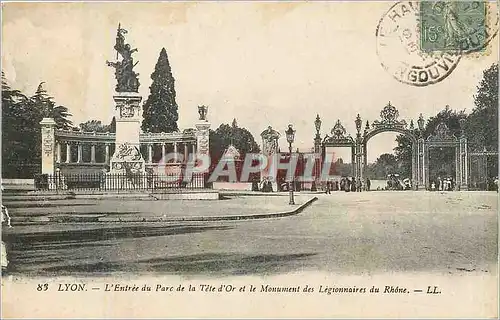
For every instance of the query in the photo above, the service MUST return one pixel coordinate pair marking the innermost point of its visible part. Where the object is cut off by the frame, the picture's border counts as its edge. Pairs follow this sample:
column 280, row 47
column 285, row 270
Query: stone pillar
column 48, row 145
column 106, row 155
column 317, row 158
column 202, row 138
column 175, row 151
column 353, row 160
column 58, row 148
column 150, row 153
column 68, row 152
column 92, row 153
column 80, row 147
column 420, row 163
column 128, row 127
column 425, row 167
column 464, row 168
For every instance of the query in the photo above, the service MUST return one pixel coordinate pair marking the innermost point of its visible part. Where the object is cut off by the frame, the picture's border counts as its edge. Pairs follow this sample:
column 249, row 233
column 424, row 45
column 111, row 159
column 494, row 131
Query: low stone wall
column 24, row 182
column 243, row 186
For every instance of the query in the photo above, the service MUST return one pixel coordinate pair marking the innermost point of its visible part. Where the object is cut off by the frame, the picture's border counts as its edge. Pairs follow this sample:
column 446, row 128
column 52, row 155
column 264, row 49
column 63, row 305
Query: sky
column 263, row 63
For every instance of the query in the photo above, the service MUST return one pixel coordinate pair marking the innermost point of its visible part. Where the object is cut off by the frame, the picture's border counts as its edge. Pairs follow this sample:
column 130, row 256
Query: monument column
column 127, row 158
column 150, row 153
column 202, row 132
column 92, row 153
column 80, row 147
column 175, row 152
column 106, row 155
column 58, row 148
column 48, row 143
column 68, row 152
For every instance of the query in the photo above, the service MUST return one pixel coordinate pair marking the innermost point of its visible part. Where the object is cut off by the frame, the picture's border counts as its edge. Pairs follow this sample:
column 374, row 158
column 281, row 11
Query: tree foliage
column 160, row 109
column 21, row 130
column 482, row 123
column 386, row 164
column 480, row 128
column 98, row 126
column 226, row 135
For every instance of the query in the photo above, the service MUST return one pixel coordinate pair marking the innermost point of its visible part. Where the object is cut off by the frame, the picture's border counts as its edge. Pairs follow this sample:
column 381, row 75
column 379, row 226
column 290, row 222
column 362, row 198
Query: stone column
column 92, row 153
column 175, row 151
column 80, row 147
column 68, row 152
column 106, row 155
column 128, row 131
column 48, row 145
column 58, row 148
column 420, row 163
column 464, row 170
column 202, row 138
column 353, row 160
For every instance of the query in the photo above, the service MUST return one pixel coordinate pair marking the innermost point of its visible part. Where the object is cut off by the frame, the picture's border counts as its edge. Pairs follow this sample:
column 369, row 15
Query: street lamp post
column 290, row 137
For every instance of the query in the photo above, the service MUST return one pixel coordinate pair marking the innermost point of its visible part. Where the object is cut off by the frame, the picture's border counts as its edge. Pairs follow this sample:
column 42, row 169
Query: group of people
column 445, row 184
column 348, row 184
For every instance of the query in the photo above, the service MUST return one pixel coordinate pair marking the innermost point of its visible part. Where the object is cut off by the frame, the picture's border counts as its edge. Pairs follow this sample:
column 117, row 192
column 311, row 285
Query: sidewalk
column 112, row 210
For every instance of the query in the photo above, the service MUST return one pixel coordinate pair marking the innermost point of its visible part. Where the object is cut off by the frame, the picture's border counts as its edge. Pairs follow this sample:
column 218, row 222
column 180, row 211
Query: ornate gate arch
column 442, row 137
column 388, row 122
column 339, row 138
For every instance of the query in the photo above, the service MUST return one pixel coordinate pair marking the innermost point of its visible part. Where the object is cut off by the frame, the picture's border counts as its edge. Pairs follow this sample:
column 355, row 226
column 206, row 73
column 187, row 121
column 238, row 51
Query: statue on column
column 127, row 79
column 270, row 141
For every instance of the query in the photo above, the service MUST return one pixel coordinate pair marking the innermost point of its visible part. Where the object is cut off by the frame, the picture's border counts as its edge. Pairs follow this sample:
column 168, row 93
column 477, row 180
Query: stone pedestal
column 48, row 145
column 127, row 158
column 202, row 138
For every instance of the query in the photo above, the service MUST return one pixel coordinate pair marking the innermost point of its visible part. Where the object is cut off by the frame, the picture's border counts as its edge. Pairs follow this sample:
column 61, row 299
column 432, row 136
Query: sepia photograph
column 207, row 159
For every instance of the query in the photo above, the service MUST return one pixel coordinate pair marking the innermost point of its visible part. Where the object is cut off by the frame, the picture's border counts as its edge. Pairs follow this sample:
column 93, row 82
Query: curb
column 94, row 219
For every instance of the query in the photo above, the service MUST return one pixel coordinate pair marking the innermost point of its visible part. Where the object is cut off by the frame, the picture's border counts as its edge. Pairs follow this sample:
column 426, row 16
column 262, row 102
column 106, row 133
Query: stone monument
column 270, row 148
column 202, row 132
column 48, row 145
column 127, row 158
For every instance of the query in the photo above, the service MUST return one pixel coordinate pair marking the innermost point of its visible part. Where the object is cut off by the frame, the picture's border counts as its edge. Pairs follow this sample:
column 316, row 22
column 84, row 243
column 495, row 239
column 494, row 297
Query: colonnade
column 188, row 147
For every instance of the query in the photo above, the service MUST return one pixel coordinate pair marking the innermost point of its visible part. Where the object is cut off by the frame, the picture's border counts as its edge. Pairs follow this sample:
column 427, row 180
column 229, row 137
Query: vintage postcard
column 316, row 159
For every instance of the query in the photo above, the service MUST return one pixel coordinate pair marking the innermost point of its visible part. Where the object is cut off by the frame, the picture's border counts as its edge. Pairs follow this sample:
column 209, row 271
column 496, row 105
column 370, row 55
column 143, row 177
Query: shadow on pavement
column 211, row 264
column 45, row 204
column 77, row 238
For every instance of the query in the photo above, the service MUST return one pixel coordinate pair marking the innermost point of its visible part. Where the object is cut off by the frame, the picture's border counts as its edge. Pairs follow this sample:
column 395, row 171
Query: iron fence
column 118, row 182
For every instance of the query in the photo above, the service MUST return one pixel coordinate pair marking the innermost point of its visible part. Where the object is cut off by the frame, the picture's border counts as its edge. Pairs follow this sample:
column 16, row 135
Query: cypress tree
column 160, row 109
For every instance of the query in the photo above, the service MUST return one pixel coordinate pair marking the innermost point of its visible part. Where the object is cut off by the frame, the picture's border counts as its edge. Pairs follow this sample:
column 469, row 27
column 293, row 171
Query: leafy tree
# # # # #
• _AIM OF THE EXERCISE_
Reproduce the items verbatim, starting at their beginning and ending at the line that contains "column 464, row 168". Leave the pictures out of your answer.

• _COMPLETE RESPONSE_
For every instance of the query in the photo above, the service MUST return one pixel coordinate pair marking the innermost point of its visible part. Where the object is cut off by the frame, the picture's border counts as its edge. Pairs follow this sample:
column 280, row 47
column 285, row 270
Query: stone pillar
column 48, row 145
column 106, row 155
column 317, row 158
column 202, row 138
column 175, row 151
column 353, row 160
column 58, row 148
column 150, row 153
column 68, row 152
column 92, row 153
column 80, row 147
column 420, row 163
column 128, row 127
column 425, row 167
column 464, row 168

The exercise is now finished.